* _Work to complete_
Return each line of the entries below that contains the string "tree", copying every such line in full. Case counts when matching.

— START Provided data —

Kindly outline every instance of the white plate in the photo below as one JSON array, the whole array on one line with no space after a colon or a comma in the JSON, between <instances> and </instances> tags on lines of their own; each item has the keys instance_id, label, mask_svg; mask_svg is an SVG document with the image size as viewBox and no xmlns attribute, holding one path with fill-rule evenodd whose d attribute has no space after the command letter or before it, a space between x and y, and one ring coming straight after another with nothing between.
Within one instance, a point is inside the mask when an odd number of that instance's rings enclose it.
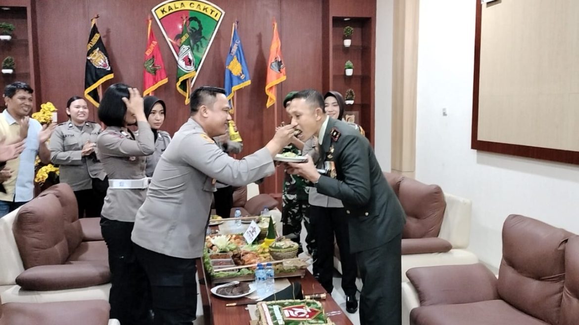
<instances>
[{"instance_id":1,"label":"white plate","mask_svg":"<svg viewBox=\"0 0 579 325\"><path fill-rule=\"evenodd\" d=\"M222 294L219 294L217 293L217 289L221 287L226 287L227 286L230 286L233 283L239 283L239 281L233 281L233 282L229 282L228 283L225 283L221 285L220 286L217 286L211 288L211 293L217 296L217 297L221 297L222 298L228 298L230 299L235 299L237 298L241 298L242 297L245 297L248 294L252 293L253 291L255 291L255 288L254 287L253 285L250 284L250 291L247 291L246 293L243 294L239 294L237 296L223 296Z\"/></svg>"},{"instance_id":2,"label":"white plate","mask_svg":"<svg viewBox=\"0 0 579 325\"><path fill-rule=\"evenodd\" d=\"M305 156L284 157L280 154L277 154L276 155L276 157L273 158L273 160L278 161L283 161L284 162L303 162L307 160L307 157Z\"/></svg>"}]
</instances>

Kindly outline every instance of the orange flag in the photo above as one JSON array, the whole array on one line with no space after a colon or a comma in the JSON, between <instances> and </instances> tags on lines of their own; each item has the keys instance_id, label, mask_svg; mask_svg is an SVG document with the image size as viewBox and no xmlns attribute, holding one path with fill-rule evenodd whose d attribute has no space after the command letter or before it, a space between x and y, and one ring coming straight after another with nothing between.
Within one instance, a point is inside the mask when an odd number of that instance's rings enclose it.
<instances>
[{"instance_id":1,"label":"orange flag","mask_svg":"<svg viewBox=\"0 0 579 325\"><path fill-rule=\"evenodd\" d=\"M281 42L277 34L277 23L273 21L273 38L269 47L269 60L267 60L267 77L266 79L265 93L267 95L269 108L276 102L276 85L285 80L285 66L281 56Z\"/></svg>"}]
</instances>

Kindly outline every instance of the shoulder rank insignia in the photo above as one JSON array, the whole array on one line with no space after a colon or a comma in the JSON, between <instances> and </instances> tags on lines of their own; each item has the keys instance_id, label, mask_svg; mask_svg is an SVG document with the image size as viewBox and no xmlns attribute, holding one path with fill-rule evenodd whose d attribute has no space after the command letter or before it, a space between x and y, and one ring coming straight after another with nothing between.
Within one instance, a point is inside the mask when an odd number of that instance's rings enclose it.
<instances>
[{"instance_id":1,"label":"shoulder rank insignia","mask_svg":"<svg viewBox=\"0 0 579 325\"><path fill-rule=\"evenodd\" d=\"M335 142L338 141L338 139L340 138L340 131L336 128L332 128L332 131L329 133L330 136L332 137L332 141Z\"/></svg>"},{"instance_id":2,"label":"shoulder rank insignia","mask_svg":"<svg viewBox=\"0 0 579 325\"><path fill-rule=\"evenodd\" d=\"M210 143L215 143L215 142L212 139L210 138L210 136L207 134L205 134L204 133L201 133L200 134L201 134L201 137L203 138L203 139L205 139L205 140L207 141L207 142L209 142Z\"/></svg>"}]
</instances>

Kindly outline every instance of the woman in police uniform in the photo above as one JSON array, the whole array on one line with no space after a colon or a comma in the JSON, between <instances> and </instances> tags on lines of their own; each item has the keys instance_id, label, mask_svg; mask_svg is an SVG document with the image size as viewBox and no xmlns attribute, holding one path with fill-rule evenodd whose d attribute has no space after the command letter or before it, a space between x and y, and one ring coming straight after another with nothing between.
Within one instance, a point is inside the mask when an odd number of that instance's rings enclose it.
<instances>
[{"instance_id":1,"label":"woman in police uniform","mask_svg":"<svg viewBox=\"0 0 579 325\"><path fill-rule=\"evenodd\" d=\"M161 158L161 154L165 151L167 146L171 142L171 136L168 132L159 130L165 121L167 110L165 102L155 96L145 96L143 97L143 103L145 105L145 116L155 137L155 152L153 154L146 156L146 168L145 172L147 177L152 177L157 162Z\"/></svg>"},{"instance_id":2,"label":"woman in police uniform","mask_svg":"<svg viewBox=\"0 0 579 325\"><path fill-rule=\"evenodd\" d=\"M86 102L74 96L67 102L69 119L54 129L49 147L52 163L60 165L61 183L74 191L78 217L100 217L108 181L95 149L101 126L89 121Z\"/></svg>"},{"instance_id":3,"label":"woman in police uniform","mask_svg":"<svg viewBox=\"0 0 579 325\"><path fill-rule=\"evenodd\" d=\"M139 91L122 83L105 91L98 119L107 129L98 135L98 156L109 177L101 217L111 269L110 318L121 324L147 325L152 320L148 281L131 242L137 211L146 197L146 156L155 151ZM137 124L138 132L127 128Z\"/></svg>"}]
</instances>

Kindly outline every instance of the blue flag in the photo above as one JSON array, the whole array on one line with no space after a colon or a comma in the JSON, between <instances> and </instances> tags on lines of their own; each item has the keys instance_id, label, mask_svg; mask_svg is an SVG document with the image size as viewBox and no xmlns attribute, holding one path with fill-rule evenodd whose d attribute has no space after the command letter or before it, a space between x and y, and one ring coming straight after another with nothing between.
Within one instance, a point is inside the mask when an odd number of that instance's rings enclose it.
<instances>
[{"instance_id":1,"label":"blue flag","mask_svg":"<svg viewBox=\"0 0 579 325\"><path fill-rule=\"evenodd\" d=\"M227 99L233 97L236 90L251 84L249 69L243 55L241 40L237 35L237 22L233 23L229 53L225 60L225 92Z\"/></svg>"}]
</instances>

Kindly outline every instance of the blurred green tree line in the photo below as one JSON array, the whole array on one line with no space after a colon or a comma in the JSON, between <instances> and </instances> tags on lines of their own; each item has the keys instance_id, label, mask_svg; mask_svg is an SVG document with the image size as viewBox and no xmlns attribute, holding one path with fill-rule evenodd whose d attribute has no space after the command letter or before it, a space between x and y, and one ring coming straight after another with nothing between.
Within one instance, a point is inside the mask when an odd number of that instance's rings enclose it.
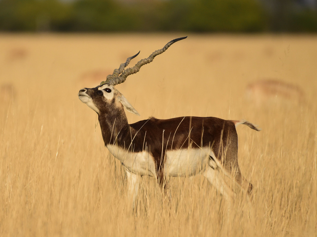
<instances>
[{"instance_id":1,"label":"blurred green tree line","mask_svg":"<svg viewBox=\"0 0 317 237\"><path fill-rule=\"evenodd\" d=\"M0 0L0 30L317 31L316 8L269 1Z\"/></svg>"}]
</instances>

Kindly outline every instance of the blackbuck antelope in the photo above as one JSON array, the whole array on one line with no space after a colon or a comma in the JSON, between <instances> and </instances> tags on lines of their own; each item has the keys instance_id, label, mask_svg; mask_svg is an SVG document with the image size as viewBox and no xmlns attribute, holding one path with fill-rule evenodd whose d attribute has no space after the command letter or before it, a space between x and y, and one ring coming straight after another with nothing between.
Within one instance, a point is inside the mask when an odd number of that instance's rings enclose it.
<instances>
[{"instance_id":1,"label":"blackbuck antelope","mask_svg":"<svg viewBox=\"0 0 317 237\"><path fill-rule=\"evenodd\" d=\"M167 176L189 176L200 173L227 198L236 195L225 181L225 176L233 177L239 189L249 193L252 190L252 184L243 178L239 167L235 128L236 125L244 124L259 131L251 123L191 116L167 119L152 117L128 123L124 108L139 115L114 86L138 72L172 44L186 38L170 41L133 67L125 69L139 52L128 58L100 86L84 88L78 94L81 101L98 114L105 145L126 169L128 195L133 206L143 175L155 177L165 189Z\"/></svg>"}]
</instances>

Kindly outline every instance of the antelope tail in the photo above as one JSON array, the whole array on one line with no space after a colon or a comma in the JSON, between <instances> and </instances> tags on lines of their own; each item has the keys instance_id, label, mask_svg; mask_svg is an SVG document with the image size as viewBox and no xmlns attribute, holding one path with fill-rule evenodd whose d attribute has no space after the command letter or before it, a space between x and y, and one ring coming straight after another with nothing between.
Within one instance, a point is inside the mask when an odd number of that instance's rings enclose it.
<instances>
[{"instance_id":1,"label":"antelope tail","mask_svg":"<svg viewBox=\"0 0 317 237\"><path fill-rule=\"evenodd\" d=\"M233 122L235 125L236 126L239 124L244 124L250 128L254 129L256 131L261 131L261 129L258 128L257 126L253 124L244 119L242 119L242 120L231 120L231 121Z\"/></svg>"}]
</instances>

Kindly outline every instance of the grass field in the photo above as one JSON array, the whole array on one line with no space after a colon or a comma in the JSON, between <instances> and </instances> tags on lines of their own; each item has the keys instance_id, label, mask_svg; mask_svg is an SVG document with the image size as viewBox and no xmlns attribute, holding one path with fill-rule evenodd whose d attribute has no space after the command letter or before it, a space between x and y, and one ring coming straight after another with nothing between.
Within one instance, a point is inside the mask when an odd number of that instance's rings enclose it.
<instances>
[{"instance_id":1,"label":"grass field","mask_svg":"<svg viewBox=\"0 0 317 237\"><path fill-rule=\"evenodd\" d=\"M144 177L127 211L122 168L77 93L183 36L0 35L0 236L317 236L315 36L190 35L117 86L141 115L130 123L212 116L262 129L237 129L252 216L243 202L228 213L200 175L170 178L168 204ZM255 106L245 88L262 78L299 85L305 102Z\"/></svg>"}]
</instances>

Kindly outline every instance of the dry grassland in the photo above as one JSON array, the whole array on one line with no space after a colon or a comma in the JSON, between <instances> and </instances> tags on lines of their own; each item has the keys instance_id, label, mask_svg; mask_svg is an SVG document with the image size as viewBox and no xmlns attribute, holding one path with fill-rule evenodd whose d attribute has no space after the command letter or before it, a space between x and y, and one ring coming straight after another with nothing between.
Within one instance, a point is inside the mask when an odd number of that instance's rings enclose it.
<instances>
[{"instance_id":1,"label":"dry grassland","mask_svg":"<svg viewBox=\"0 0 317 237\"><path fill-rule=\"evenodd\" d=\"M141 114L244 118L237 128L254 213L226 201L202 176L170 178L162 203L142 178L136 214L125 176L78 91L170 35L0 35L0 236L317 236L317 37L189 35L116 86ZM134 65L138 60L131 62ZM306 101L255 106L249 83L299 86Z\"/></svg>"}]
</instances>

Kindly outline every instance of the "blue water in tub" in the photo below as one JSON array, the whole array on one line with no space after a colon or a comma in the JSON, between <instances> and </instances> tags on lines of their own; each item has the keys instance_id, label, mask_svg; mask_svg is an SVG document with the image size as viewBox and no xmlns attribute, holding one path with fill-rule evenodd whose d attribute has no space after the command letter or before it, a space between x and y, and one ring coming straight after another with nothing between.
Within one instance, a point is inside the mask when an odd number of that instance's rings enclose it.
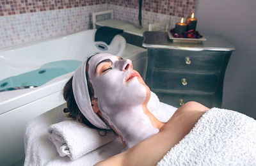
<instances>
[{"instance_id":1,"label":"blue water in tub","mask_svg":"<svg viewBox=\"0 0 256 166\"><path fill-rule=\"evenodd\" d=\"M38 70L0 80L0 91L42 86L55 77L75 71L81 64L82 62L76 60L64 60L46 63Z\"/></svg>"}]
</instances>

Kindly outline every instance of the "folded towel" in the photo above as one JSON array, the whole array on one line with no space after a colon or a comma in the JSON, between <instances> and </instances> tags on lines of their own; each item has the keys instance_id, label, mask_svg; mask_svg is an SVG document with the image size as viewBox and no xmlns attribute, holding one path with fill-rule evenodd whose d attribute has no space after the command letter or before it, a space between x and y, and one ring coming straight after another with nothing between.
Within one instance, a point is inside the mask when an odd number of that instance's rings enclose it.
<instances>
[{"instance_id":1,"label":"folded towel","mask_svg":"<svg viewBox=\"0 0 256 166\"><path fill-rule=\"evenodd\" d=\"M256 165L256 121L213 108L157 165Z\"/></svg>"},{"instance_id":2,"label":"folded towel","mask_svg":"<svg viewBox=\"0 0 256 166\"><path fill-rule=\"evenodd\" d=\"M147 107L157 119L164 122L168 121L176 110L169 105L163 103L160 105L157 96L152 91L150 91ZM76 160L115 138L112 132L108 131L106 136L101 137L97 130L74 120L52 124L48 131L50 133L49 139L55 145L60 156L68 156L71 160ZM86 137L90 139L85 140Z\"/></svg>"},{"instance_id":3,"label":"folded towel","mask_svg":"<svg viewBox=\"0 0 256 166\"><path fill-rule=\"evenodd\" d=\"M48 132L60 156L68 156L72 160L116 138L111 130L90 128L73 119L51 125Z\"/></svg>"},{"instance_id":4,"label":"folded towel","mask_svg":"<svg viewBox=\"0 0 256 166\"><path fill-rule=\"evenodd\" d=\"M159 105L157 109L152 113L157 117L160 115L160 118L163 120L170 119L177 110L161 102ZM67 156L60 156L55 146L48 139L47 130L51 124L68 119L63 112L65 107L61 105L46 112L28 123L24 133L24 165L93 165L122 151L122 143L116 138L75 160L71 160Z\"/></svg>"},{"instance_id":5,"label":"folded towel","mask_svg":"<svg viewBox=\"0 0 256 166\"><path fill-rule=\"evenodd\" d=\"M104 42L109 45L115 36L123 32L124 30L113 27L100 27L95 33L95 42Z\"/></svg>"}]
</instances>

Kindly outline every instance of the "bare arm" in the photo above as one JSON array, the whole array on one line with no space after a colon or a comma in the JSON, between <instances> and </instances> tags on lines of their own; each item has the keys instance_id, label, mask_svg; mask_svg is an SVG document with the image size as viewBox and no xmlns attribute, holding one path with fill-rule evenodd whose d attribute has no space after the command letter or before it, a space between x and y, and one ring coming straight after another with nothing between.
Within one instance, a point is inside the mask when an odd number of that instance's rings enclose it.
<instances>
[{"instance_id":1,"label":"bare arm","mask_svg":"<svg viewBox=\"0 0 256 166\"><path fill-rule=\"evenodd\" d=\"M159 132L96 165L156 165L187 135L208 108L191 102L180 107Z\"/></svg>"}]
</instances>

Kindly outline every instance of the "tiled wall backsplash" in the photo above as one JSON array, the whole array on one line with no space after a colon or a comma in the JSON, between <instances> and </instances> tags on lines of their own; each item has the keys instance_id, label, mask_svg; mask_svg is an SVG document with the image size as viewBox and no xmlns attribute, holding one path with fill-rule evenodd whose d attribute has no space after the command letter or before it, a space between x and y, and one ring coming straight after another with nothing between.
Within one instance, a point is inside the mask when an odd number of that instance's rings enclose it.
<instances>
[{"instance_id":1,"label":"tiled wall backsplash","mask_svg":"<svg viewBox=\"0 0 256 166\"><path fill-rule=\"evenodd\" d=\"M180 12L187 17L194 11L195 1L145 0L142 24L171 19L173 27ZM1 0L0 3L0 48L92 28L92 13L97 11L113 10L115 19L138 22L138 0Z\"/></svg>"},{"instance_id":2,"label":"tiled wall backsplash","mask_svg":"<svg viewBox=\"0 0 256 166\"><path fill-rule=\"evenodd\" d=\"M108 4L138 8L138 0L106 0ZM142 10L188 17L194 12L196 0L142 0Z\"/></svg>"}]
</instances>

— END Provided data —

* _Solution for this exercise_
Kindly outline every instance of the blurred green tree line in the photo below as one JSON array, the whole array on one line with no space after a colon or a comma in the JSON, between <instances> and </instances> tags on lines of their own; each item has the keys instance_id, label, mask_svg; mask_svg is an SVG document with the image size as viewBox and no xmlns attribute, holding one path with fill-rule evenodd whose d attribute has no space after the command letter or before it, a space between x and y, and one ring coming straight after another with nothing between.
[{"instance_id":1,"label":"blurred green tree line","mask_svg":"<svg viewBox=\"0 0 317 237\"><path fill-rule=\"evenodd\" d=\"M0 0L0 30L317 31L316 8L269 1Z\"/></svg>"}]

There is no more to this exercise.